GIVEN TEXT ▸
..............................

In your working configuration, are you using DPCPP compiler and oneMKL bits from the same 2024.0 base tool kit release?
I'm using the tools and libraries that are provisioned by the image on IDC, which according to the website seems to be: Ubuntu 22.04 LTS (Jammy Jellyfish) v20240129, oneAPI base kit 2024.0.1, oneAPI HPC kit 2024.0.1 and oneAPI render kit 2024.0.0
If yes, what is different in your non-working version? (Compiler? oneMKL?)
I'm using 2024.0.0 from Conda for my wrapper library. That library however isn't built on-device, it's built on a buildbot, and redistributed together with the necessary MKL/SYCL/OpenCL dependencies.
Intel oneMKL product currently requires the OpenCL GPU runtime even when the Level-Zero backend is used.
We already redistribute the things that our MKL wrapper library depends on, including libopencl, see https://github.com/JuliaPackaging/Yggdrasil/blob/77c11e9e797db54e68a8cfd83eb9b0d38830e80f/O/oneAPI_Support/build_tarballs.jl#L116-L119. This has been working perfectly on other architectures, except PVC. We aim for the redistributable wrapper library to be fully stand-alone, so that users don't have to install anything to get oneAPI.jl to work.
Adding @mkrainiuk to this discussion as she is more familiar with the distribution of oneMKL (interfaces)

..............................

DATA ENTRIES ▸
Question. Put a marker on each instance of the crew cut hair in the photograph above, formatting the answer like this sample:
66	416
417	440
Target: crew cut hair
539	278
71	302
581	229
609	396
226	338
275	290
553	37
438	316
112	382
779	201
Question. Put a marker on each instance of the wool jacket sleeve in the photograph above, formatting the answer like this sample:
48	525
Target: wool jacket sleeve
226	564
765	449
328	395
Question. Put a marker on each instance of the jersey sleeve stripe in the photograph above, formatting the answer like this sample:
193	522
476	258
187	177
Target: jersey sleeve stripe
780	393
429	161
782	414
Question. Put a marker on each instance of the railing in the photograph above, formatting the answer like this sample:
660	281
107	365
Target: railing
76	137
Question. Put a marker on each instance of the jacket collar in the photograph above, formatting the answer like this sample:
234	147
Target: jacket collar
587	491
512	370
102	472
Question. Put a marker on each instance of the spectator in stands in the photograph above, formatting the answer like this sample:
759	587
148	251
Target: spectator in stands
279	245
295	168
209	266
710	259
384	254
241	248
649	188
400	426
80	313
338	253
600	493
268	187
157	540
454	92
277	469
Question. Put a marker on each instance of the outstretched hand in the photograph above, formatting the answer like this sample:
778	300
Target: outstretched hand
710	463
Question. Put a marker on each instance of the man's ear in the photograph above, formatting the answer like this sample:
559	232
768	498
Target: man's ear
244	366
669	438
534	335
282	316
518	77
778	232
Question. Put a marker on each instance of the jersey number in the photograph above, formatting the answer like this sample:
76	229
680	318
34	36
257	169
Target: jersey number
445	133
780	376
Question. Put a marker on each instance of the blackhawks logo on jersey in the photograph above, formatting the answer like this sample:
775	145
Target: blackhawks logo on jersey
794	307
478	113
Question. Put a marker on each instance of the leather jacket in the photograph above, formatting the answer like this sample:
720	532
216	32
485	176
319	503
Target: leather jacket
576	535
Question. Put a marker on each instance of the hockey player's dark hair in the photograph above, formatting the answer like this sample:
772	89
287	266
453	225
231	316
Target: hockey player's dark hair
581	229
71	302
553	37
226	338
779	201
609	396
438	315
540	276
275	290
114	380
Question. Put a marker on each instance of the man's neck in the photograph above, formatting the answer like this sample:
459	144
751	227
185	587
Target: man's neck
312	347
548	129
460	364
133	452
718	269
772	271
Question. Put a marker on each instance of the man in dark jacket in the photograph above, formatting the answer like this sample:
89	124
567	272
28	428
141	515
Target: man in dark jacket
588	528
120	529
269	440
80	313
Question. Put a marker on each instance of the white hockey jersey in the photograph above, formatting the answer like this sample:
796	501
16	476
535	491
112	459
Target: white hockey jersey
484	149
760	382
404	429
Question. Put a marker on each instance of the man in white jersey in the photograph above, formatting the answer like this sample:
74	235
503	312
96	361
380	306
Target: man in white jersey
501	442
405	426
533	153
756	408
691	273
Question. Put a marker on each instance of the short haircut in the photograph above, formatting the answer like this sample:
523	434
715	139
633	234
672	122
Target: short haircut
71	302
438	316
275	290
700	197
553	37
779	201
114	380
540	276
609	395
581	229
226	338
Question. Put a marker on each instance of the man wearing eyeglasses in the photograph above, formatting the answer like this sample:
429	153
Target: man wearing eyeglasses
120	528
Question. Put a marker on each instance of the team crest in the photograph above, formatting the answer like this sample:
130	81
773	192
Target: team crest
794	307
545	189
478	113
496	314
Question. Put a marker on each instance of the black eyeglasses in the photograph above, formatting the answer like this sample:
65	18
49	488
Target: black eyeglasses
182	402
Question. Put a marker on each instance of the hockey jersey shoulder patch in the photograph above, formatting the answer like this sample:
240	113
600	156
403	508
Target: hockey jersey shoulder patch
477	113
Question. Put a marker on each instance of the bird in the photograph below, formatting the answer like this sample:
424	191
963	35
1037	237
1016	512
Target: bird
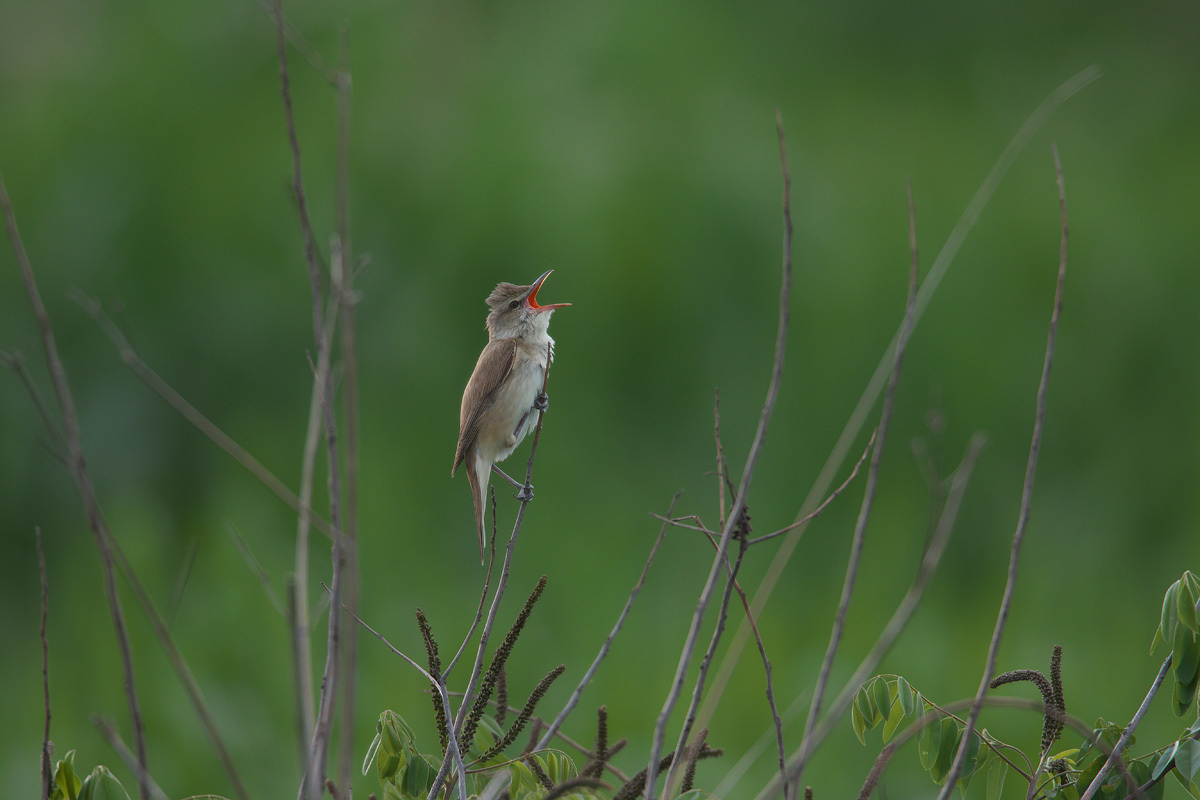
504	397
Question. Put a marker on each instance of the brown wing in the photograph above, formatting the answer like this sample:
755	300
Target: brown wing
491	370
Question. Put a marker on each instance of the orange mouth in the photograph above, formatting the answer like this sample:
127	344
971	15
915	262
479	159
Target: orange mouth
533	295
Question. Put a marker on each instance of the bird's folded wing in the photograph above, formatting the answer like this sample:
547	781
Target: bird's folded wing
493	366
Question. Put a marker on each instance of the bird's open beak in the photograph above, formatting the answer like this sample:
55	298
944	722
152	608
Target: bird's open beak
532	299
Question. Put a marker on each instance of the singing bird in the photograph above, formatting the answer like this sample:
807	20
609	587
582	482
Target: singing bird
503	400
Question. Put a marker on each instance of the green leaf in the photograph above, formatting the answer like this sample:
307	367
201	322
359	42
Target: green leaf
395	734
65	780
1170	613
949	746
1187	758
1186	606
419	777
996	773
929	739
858	723
1164	761
102	785
904	693
1188	786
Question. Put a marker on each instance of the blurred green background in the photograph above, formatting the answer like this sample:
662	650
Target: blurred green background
631	148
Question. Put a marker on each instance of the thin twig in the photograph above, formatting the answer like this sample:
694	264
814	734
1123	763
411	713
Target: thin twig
816	512
256	566
47	746
1127	734
179	663
189	411
111	735
483	596
739	501
57	446
573	701
899	619
873	479
439	685
298	41
347	298
875	385
78	468
721	467
901	737
1026	497
777	721
697	690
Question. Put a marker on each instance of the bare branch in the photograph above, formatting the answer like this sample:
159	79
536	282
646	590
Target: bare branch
345	293
899	619
739	500
109	733
483	596
78	468
256	566
875	385
47	745
1026	499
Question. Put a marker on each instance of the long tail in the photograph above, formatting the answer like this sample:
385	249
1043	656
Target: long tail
479	492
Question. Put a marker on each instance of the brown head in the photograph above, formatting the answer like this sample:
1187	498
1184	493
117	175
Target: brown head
516	312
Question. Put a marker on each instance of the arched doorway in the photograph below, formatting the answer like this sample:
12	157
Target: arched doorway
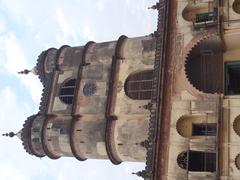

..............................

YOUR TASKS ▸
1. Answer these from the forum thread about oneMKL:
(a) Which Ubuntu release does the IDC image provide?
(b) Where is the wrapper library built?
(c) What does the oneMKL product currently require even when the Level-Zero backend is used?
2. List each oneAPI kit that the forum thread says the IDC image provides, with its version.
3. Write the next reply in the forum thread about oneMKL distribution, following its last message.

THE RESULTS ▸
1.
(a) Ubuntu 22.04 LTS (Jammy Jellyfish) v20240129
(b) On a buildbot
(c) The OpenCL GPU runtime

2.
- oneAPI base kit 2024.0.1
- oneAPI HPC kit 2024.0.1
- oneAPI render kit 2024.0.0

3.
@maleadt : Can you run the program with LD_DEBUG=libs with both the failing and working versions, as the problem is likely due to different OpenCL library is invoked at runtime?
Also add @kballeda to the thread.
Here you are: https://gist.github.com/maleadt/55d9069b5c63e381858dbe64d9f690d3. At first sight, everything looks OK there, and all oneMKL-related resources are loaded from the artifacts directory (i.e. there's no pollution by system libraries).
There is 'calling init' on the C++ side of the following library that doesn't exist on the Julia side: 128030: calling init: /lib/x86_64-linux-gnu/libze_intel_gpu.so.1. Could it be the problem?
libze_intel_gpu is there on the Julia side too, but it's loaded earlier (when oneAPI.jl loads):
calling init: /home/sdp/.julia/artifacts/2a52b1197a324e3df923175b2035c42899f069f2/lib/libze_intel_gpu.so.1
Turns out the issue was with my libOpenCL.so, which I took from intel-opencl-rt on Conda, somehow did not support or detect my PVC hardware, even resulting in clinfo returning in 0 platforms. After switching to Khronos' ICD loader, MKL works fine.
That said, this error as reported before is inscrutable and should be improved to something actionable.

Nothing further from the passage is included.